-- START OF Stored records --

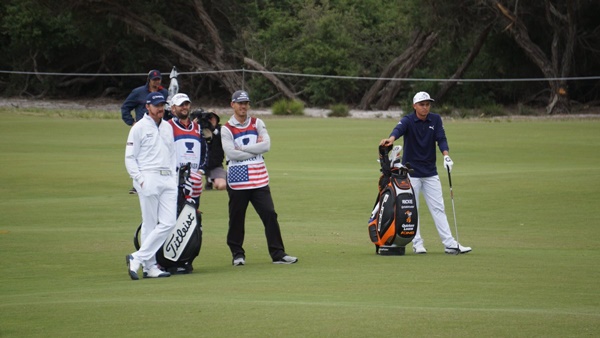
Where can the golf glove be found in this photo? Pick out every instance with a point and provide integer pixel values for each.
(448, 163)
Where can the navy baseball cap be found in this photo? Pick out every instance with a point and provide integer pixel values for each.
(155, 99)
(154, 74)
(240, 96)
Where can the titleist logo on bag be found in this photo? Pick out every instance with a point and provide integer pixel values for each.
(181, 234)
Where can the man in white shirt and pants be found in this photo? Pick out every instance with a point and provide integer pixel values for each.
(150, 159)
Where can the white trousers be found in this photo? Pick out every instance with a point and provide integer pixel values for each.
(431, 188)
(158, 202)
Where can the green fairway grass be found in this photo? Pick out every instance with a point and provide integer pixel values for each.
(526, 193)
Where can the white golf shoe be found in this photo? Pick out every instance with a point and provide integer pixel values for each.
(460, 250)
(155, 272)
(419, 249)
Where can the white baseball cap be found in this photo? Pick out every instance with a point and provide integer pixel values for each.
(179, 99)
(422, 96)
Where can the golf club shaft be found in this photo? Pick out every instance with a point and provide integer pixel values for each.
(453, 208)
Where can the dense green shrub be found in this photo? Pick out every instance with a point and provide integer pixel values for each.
(288, 107)
(339, 110)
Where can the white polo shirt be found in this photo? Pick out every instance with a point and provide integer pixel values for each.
(150, 148)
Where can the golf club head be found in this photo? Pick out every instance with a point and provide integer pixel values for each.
(174, 73)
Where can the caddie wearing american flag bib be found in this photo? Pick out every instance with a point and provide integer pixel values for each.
(245, 139)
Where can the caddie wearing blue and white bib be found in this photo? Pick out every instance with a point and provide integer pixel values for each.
(245, 139)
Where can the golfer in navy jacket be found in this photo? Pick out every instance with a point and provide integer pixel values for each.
(421, 131)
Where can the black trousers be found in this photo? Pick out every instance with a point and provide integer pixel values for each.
(263, 204)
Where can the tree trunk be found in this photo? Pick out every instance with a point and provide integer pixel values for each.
(389, 93)
(281, 87)
(387, 72)
(439, 97)
(191, 50)
(559, 64)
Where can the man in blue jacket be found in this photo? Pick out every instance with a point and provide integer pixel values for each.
(421, 131)
(137, 100)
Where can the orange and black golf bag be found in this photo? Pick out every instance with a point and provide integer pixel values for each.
(394, 219)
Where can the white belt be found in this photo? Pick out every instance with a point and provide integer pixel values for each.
(160, 172)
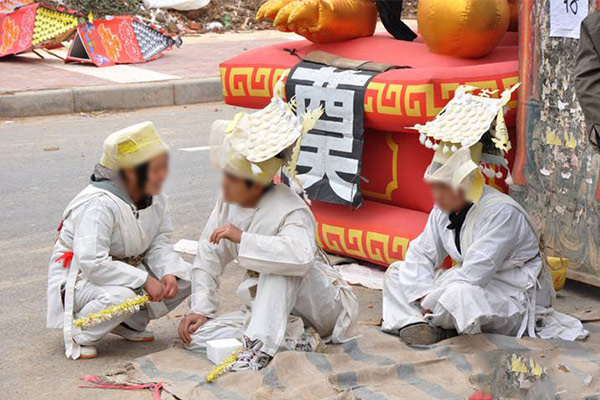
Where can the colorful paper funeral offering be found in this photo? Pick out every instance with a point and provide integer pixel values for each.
(34, 26)
(119, 40)
(7, 6)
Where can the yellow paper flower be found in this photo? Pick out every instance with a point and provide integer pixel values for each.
(129, 306)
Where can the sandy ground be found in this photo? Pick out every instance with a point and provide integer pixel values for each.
(44, 162)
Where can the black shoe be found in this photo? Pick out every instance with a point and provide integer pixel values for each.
(424, 334)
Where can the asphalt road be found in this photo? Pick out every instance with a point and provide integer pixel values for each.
(44, 162)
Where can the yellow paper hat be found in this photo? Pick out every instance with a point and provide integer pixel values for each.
(256, 145)
(468, 136)
(132, 146)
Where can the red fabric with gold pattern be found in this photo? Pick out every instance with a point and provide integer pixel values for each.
(375, 232)
(395, 100)
(397, 200)
(393, 167)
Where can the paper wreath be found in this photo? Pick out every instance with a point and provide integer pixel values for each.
(119, 40)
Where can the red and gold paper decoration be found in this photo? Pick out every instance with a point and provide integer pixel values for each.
(119, 40)
(34, 26)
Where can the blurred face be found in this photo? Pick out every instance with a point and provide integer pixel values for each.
(237, 191)
(446, 198)
(156, 172)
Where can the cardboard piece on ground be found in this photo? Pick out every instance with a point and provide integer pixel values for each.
(355, 274)
(379, 366)
(186, 246)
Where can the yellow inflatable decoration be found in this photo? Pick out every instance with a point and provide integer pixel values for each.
(322, 21)
(463, 28)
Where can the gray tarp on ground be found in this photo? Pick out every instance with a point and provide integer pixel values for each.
(377, 366)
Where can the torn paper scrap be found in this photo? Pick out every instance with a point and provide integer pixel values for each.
(186, 246)
(355, 274)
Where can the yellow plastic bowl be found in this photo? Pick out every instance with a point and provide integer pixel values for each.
(558, 270)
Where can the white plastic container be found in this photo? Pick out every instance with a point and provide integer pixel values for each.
(219, 350)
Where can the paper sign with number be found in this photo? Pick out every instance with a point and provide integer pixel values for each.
(566, 17)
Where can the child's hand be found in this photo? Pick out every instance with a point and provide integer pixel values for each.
(154, 289)
(190, 324)
(229, 232)
(170, 288)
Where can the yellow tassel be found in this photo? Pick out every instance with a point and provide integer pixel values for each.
(129, 306)
(501, 139)
(222, 368)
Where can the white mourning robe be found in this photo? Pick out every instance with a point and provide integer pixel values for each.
(288, 285)
(499, 285)
(101, 228)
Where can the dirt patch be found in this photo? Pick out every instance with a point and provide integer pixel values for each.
(220, 16)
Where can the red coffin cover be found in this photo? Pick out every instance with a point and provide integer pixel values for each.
(395, 100)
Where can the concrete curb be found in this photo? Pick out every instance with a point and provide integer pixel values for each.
(110, 97)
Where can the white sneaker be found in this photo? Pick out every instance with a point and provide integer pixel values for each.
(251, 358)
(87, 352)
(132, 335)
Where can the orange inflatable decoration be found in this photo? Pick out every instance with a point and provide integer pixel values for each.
(514, 15)
(322, 21)
(463, 28)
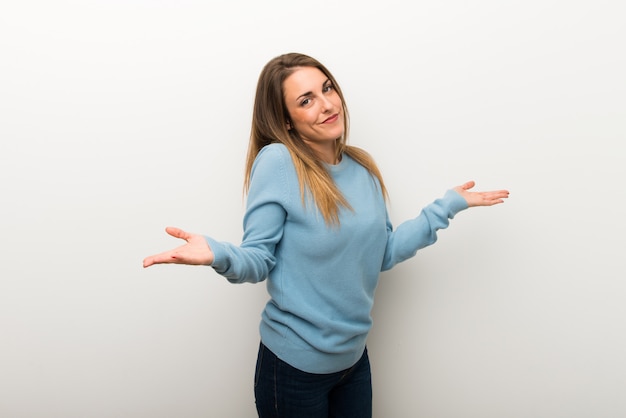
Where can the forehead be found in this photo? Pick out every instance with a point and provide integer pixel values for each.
(303, 80)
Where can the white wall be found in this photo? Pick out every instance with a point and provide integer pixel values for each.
(118, 118)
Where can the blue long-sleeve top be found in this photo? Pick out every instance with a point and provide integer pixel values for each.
(321, 279)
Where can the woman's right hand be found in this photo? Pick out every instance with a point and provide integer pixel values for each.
(195, 252)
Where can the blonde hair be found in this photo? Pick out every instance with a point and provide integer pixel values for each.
(269, 125)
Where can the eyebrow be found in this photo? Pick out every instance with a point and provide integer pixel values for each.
(308, 93)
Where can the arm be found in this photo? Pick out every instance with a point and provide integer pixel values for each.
(421, 231)
(263, 225)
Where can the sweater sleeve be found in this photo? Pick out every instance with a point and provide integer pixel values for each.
(263, 223)
(420, 232)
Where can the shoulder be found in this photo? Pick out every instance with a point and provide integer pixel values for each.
(274, 152)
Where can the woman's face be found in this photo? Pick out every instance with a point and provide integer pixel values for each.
(314, 109)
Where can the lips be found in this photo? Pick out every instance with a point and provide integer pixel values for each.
(332, 118)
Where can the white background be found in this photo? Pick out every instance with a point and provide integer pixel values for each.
(118, 118)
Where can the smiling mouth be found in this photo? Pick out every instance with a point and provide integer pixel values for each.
(332, 118)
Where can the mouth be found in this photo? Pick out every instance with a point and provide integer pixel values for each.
(331, 119)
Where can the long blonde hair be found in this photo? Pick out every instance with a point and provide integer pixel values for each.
(269, 125)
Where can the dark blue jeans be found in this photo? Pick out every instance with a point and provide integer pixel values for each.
(283, 391)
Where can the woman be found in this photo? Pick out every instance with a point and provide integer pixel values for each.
(316, 227)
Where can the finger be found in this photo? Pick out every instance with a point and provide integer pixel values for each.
(162, 258)
(178, 233)
(468, 185)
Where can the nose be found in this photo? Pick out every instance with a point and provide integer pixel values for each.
(326, 104)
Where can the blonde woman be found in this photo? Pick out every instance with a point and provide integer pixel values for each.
(316, 229)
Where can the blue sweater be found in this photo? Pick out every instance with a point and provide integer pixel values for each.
(321, 279)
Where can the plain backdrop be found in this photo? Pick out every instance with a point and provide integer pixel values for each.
(119, 118)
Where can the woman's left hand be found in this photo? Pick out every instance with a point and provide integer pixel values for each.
(481, 198)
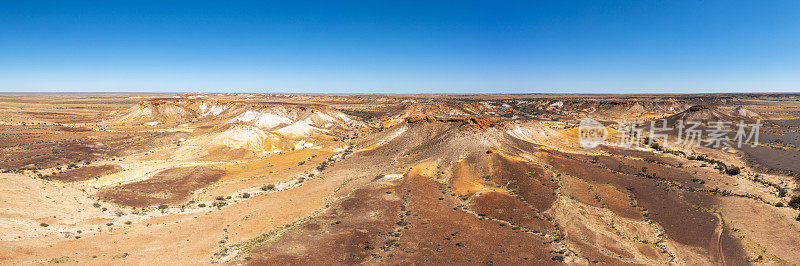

-- END OF Stored records --

**Exercise requirements**
Identify every line of the records above that contains the string "long", and copy each such line in full.

**Solution for this problem**
Where can the blue long-sleeve top be found in this photo? Pick out every instance with a point and provide integer pixel values for each.
Where can the long blonde hair be found in this photo? Pick out every instance with a point and provide integer pixel values for each.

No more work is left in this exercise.